Texto proporcionado ::
_ _ _ _ _ _ _
La Mariscala

Nos cuenta Don Francisco Herrera Luque:

Es o era costumbre castrense española que la mujer de un oficial fuese nominada con el mismo título de su marido.

Según el historiador español Luis Bermúdez de Castro, las viudas o madres de los oficiales muertos en combate, recibían de por vida tanto el título como el sueldo y los honores correspondientes a su rango. La madre o la viuda, “tenía derecho a usar en las bocamangas los áureos entorchados y a ser recibida por los guardias de plaza, cuando pasase a su inmediación, con los honores de arma brazo y toque de llamada.”

Olvidémonos por los momentos de estas costumbres y hablemos de una mujer llamada Manuela.

Nació en una capital de provincia a mediados del siglo XVIII.

Nunca supo quiénes fueron sus padres.

En una noche oscura, una madre soltera la depositó con gran sigilo en el atrio de una iglesia parroquial, como solía hacerse en aquellos tiempos, tanto en Venezuela como en España, con los hijos problemas.

Ama: ¿Quién llama a estas horas? ¡Jesús, pero no es nadie! Llanto de recién nacido. ¡Pero sí es, un crío!

Párroco: ¿Qué pasa, María José?

Ama: ¡Otra desdichada, señor cura, que nos ha dejado por prenda el fruto de sus amores… ¡Ay, pero si es una chica!

Párroco: Abrígala bien, mujer, y mañana la llevas al convento…

Y Manuela, por esta vía, pasó a ser una de las tantas niñas y niños que, por abandono de sus padres, fue criada por la Iglesia.

De ahí su apellido de la Iglesia. Manuela de la Iglesia, como se la conocería.

Ser una expósita o una inclusera era un serio baldón para hacer buen matrimonio, por limpia y agraciada que fuese, como era el caso de Manuela.

Sin embargo, la muchacha tuvo suerte… o mejor dicho un poco de suerte… y no por mucho tiempo.

Un hidalgo de gotera, es decir un noble de ínfima calidad, pero noble al fin, se casó con ella.

El marido de Manuela, aunque era alegre y decidido y tenía tumba antigua en la iglesia de la parroquia, no daba golpe —como dicen los españoles— o era más flojo que el carrizo —como diríamos nosotros.

Hidalgo: ¿Trabajar yo? Pero qué cosas las que se te ocurren, mujer. Trabajar es tan feo que por eso pagan… Un hombre de mi clase debe estar pronto para servir al rey… Aparte irme de cacería, que sirve para el yantar, y cantar algunas trovas en la taberna, que alcanzan para unas copas, no puedo hacer más nada…

Manuela: Tú eres como un chico grande… Tu alegría me hace feliz… pero necesitamos dar de comer y vestir a los chicos… Déjame emplearme, por lo menos…

Hidalgo: ¿Mí mujer trabajando? ¡Ni hablar! Sería mi deshonra… No desesperes, mujer y confía en mí…

Manuela, a pesar de las privaciones económicas, amaba al alegre hidalgo y a los tres hijos que le había dado.
_ _ _ _ _ _ _
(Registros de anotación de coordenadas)

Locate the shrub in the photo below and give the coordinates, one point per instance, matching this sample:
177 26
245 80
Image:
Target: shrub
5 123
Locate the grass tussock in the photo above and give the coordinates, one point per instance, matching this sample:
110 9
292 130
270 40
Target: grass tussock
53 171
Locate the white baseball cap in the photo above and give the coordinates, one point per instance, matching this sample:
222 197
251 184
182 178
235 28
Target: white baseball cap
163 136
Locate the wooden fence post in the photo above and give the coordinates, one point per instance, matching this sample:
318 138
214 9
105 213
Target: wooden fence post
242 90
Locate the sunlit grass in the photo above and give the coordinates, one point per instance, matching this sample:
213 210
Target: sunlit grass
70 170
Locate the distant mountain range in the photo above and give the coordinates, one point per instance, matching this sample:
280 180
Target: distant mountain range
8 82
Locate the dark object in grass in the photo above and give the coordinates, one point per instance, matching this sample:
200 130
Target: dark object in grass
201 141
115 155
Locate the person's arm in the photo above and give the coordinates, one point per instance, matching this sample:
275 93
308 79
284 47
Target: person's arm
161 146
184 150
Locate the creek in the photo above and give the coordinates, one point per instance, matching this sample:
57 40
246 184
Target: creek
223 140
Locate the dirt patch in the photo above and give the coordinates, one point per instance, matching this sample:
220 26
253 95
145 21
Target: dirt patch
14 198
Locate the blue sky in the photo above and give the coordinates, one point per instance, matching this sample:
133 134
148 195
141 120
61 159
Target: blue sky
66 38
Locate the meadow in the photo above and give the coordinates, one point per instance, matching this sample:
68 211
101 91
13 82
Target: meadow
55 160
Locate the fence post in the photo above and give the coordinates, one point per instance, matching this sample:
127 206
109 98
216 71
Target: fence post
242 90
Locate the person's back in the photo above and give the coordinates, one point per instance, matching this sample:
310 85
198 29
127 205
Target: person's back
_ _ _ _ _ _ _
Problemas ::
(1) Reescribe todo lo que va desde "Párroco: Abrígala bien, mujer, y" hasta "casó con ella." en el relato sobre Manuela, sustituyendo "convento" por "hospicio".
(2) Prosigue el relato sobre Manuela a partir del punto en que termina.
Las filas provienen de una fuente distinta.

Respuestas de ejercicios ::
(1)
Párroco: Abrígala bien, mujer, y mañana la llevas al hospicio…

Y Manuela, por esta vía, pasó a ser una de las tantas niñas y niños que, por abandono de sus padres, fue criada por la Iglesia.

De ahí su apellido de la Iglesia. Manuela de la Iglesia, como se la conocería.

Ser una expósita o una inclusera era un serio baldón para hacer buen matrimonio, por limpia y agraciada que fuese, como era el caso de Manuela.

Sin embargo, la muchacha tuvo suerte… o mejor dicho un poco de suerte… y no por mucho tiempo.

Un hidalgo de gotera, es decir un noble de ínfima calidad, pero noble al fin, se casó con ella.

(2)
Pero un día…

Vecino: ¡Manuela, Manuela…!

Manuela: ¿Qué sucede? ¿Por qué traéis esa cara?

Vecino: Una gran desgracia, Manuela. A tu marido… Lo han matado de una puñalada…

La pobreza en la que siempre había vivido se hizo más espesa. Ya no era la privación sino la miseria absoluta la que envolvía aquella casa, desde que murió el hidalgo alegre y soñador. Manuela se hizo sirvienta en casa de un oficial del Rey. Su juventud y belleza se disolvió en oficios de fregona y en triste soledad de viuda. Una luz de esperanza brillaba, sin embargo, en sus ojos. Su único hijo, un hermoso y robusto niño, con la ayuda de su patrón, logró entrar a un reputado y recién fundado instituto de marina mercante. Cuando la melancolía caía sobre ella y le dolía el cuerpo de tanto fregar se consolaba al decir… Cuando mi hijo sea capitán…

A los quince años, el chico concluyó sus estudios. Su alegría fue efímera:

Niño; Madre debo marcharme a Indias…

Manuela: (Con dolor) ¿A Indias? ¿Quiere decir que nunca más he de volverte a ver?

Niño: Madre, no digas tal. Volveré rico y poderoso… Nada te habrá de faltar… Dejarás de ser fregona en el momento mismo en que reciba mi primera paga…

El hijo de Manuela cumplió su palabra; salvo una mísera cantidad que reservaba para él, el resto de su sueldo se lo enviaba a su madre. El muchacho hizo carrera. Luego de una serie de vicisitudes se transformó, aquí en Venezuela, en un próspero comerciante que le hacía llegar a su madre fuertes remesas de dinero para que disfrutase en su ancianidad de todo cuanto había faltado hasta entonces. Me imagino que ya ustedes sospecharán el nombre de este personaje.

Se llamaba José Tomás Boves… y de la Iglesia, el hijo de la inclusera.

Hasta las vísperas de su muerte, el Urogallo vivió pendiente de que a su madre no le faltase nada. La última remesa de dinero que envió a doña Manuela fue de doscientos pesos. En octubre, Boves fue ascendido a coronel por el Rey; en diciembre ya estaba muerto. Por disposición expresa de la ley, los militares muertos en combate eran ascendidos al rango superior inmediato.

Por eso doña Manuela Boves y de la Iglesia, la dulce y abnegada inclusera, la que fue sirvienta y fregona, recibió, por obra de su hijo, el rango de mariscala, con una pensión de 8.250 reales de vellón. ¿Qué pensaría la sufrida anciana cuando, al término de cada mes, al trasponer las puertas del cuartel para cobrar su mesada, la guardia de honor, al grito de un oficial, le rendía a la pobre sirvienta honores de mariscala?

Hasta la Victoria Siempre y Patria Socialista.

¡Venceremos!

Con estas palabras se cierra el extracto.